• **Task inputs**
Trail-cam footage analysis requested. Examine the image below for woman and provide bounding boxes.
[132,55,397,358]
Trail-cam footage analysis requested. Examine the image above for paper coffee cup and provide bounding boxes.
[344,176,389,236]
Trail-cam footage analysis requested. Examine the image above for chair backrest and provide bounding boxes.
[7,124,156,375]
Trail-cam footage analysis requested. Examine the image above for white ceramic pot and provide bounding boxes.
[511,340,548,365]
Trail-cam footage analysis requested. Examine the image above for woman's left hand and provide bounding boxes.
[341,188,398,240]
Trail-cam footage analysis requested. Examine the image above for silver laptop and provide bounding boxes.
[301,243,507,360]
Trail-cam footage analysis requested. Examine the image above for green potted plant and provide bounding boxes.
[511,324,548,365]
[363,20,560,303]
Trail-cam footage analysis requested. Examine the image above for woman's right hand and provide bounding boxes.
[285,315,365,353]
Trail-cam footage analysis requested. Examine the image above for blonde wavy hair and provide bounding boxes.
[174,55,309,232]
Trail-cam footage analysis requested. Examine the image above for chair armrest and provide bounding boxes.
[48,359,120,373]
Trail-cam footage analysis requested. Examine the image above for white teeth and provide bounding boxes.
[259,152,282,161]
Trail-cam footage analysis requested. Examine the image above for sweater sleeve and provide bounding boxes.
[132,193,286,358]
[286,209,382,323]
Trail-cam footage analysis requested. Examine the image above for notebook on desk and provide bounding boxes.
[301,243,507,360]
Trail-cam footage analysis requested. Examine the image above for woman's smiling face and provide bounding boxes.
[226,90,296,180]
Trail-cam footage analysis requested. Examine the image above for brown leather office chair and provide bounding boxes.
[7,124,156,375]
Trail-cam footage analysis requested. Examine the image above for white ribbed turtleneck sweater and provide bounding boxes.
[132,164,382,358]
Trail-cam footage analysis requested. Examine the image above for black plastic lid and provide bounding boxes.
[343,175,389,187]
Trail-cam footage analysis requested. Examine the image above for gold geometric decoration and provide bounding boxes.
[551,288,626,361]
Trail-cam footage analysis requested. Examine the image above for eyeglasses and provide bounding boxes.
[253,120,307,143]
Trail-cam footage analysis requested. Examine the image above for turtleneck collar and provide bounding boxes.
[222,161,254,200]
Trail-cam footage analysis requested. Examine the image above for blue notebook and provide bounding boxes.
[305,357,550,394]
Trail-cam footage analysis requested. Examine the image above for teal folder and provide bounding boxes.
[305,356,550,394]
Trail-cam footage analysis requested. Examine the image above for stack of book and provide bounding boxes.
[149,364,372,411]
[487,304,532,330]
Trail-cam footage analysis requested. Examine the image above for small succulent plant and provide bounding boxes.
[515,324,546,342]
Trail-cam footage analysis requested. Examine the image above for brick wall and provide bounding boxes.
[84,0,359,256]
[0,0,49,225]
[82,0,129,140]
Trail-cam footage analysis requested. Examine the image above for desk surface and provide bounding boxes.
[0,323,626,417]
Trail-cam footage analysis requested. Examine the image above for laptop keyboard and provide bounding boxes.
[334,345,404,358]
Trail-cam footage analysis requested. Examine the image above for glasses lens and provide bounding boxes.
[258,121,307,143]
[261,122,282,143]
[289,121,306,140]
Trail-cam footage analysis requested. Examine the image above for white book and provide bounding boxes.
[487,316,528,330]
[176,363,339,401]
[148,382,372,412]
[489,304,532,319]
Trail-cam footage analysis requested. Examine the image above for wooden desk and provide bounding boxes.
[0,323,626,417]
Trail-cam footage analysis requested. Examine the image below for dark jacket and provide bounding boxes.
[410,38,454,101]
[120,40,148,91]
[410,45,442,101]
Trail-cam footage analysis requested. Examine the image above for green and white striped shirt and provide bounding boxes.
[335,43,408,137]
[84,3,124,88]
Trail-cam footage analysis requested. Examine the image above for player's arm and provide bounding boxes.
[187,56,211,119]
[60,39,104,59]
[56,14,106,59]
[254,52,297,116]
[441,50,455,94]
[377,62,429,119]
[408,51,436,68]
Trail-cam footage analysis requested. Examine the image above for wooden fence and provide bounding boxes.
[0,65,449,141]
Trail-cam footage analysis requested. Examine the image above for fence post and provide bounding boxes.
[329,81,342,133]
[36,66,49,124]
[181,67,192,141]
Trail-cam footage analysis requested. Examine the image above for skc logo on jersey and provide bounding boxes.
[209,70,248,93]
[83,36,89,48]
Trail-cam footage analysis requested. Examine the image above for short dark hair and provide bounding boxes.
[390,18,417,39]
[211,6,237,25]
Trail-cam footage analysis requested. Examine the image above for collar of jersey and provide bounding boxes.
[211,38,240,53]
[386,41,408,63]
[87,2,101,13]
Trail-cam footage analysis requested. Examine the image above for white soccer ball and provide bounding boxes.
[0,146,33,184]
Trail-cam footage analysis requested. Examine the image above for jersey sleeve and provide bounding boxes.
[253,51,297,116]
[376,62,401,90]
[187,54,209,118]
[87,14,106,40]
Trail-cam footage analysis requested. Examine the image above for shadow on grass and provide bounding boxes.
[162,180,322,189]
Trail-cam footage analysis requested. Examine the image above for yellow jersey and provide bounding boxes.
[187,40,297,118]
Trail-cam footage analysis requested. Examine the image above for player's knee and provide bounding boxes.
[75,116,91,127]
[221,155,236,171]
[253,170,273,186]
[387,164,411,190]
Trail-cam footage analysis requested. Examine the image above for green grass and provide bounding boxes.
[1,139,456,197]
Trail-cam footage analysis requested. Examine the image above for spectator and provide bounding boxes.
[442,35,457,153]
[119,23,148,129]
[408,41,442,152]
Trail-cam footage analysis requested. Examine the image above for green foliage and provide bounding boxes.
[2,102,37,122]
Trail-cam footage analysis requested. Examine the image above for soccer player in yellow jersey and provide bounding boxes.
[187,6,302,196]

• **Exercise**
Can you output all the items above as a two-column CSV with the headers query_text and boxes, one row per item, with each item's text and its answer in separate double-quoted fields and every line break replaced by a space?

• **Result**
query_text,boxes
"Trail-cam footage analysis requested. Examine the image below for woman and provide bounding boxes.","[132,55,397,358]"
"Trail-cam footage analysis requested. Examine the image above for paper coffee cup and provide bounding boxes.","[344,176,389,236]"
"Trail-cam footage analysis requested. Examine the image above for chair backrest and provide bounding boxes.","[7,124,156,375]"
"Trail-cam footage analysis requested. Examine the image above for white ceramic pot and provide bounding boxes.","[511,340,548,365]"
"Trail-cam footage analysis requested. Examine the image above for woman's left hand and provide bounding boxes.","[341,188,398,240]"
"Trail-cam footage analysis requested. Examine the image above for silver laptop and provide bounding boxes.","[301,243,507,360]"
"Trail-cam footage analysis requested. Examine the image above for green potted plant and provide bounding boxes.","[511,324,548,365] [363,20,560,303]"
"Trail-cam footage analysis requested. Examine the image above for woman's right hand and provide bounding boxes.","[285,315,365,353]"
"Trail-cam footage analysis requested. Examine the image above for blonde wavy hair and provide bounding boxes.","[174,55,309,232]"
"Trail-cam footage analysis requested. Examine the image above for chair armrest and provide bounding boxes.","[48,359,120,373]"
"Trail-cam footage analysis requested. Examine the image above for white teeth and provide bounding boxes.","[259,152,282,161]"
"Trail-cam footage analysis requested. Examine the image above for sweater sleeve and provide bounding boxes.","[132,193,286,358] [286,209,382,323]"
"Trail-cam footage analysis requested. Examine the image above for notebook on desk and provide bounding boxes.","[301,243,507,360]"
"Trail-cam footage analysis requested. Examine the image above for woman's smiling face and provide bounding boxes.","[226,90,296,180]"
"Trail-cam footage analysis requested. Examine the image above for brown leather office chair and provide bounding boxes.","[7,124,156,375]"
"Trail-cam footage analysis requested. Examine the image above for white ribbed turtleneck sweater and provide bounding boxes.","[132,164,382,358]"
"Trail-cam footage analysis requested. Examine the image above for black plastic lid and provide bounding boxes.","[343,175,389,187]"
"Trail-cam footage analysis requested. Examine the image above for gold geometric decoration and provide bounding boxes.","[551,288,626,361]"
"Trail-cam footage analysis requested. Examine the image above for eyeglasses and provide bounding boxes.","[253,120,307,143]"
"Trail-cam footage analysis requested. Examine the image above for turtleneck collar and provide bounding boxes.","[222,161,254,200]"
"Trail-cam footage analysis requested. Examine the image above for blue notebook and provide bounding boxes.","[305,357,550,394]"
"Trail-cam footage analysis requested. Examine the image above for teal folder and provide bounding boxes.","[305,356,550,394]"
"Trail-cam footage analysis requested. Examine the image above for stack of book and provide bounding boxes.","[149,364,372,411] [487,304,532,330]"
"Trail-cam footage analysis requested. Examine the image above for small succulent plant and provide bounding boxes.","[515,324,546,342]"
"Trail-cam footage analysis requested. Examine the image above for brick wall and provide bounding boxes.","[84,0,359,256] [0,0,49,225] [82,0,129,140]"
"Trail-cam footage analysis requested. Examine the image above for desk surface and provide bounding boxes.","[0,323,626,417]"
"Trail-cam footage analysis requested. Examine the image above for laptop keyboard and provide bounding boxes.","[334,345,404,358]"
"Trail-cam footage analysis requested. Examine the image above for glasses lens and provide bounding boxes.","[258,121,307,143] [261,122,282,143] [289,121,306,140]"
"Trail-cam footage analysis requested. Examine the image above for white book and provide bounding boxes.","[487,316,528,330] [176,363,339,401] [148,382,372,412] [489,304,532,319]"
"Trail-cam footage analysis requested. Examine the image above for wooden desk and provide bounding boxes.","[0,323,626,417]"
"Trail-cam footage analysis requested. Examine the image below for dark jacket and provide bounding boxes.","[410,38,454,101] [120,40,148,91] [410,45,442,101]"
"Trail-cam footage analysis requested. Examine the image above for green and white striped shirt and provide bounding boxes.","[335,43,408,137] [84,3,124,88]"
"Trail-cam footage analysis requested. Examine the image above for player's arm and provide bounding boxes.","[187,56,211,119] [60,39,104,59] [56,14,106,59] [254,52,297,116] [441,50,455,94] [377,62,429,119] [408,51,436,68]"
"Trail-cam footage analysis requested. Examine the image above for wooden fence and provide bounding boxes.","[0,65,449,141]"
"Trail-cam footage analysis requested. Examine the image above for fence post and provide bounding boxes.","[329,81,342,133] [36,66,49,124] [181,67,192,141]"
"Trail-cam footage analysis requested. Examine the image above for skc logo on jersey and provide bounding boxes.","[209,70,248,93] [83,36,89,48]"
"Trail-cam footage analysis requested. Examine the image above for short dark hair and provide bounding boxes.","[390,18,417,39] [211,6,237,25]"
"Trail-cam footage analysis requested. Examine the image above for collar of jersey and provide bounding boxes.","[211,38,240,53] [386,41,408,63] [87,2,101,13]"
"Trail-cam footage analysis requested. Examine the image above for white soccer ball and provide bounding boxes.","[0,146,33,184]"
"Trail-cam footage analysis requested. Examine the image above for jersey sleeve and provide bounding boxes.","[253,51,297,116] [376,62,401,90] [187,54,209,118] [87,14,106,40]"
"Trail-cam footage analysis requested. Examine the image above for shadow on grass and provide bounding boxes.","[162,180,322,189]"
"Trail-cam footage analysis requested. Examine the image above for yellow jersey and provide bounding boxes.","[187,40,297,118]"
"Trail-cam footage analysis requested. Examine the image above for player's knee and provide bounding boxes.","[75,116,91,127] [221,155,236,171] [253,170,273,186] [387,164,411,190]"
"Trail-cam footage analysis requested. Examine the image above for green grass and provide bounding boxes.","[1,139,456,197]"
"Trail-cam footage analysis requested. Examine the image above for spectator and provide bounding boxes.","[442,35,457,153] [119,23,148,129] [408,41,442,152]"
"Trail-cam footage analysis requested. Examine the image above for green foliage and provide bounding boxes.","[2,102,37,122]"
"Trail-cam footage analysis requested. Examine the image above for soccer player in yellow jersey and provide bounding boxes.","[187,6,302,196]"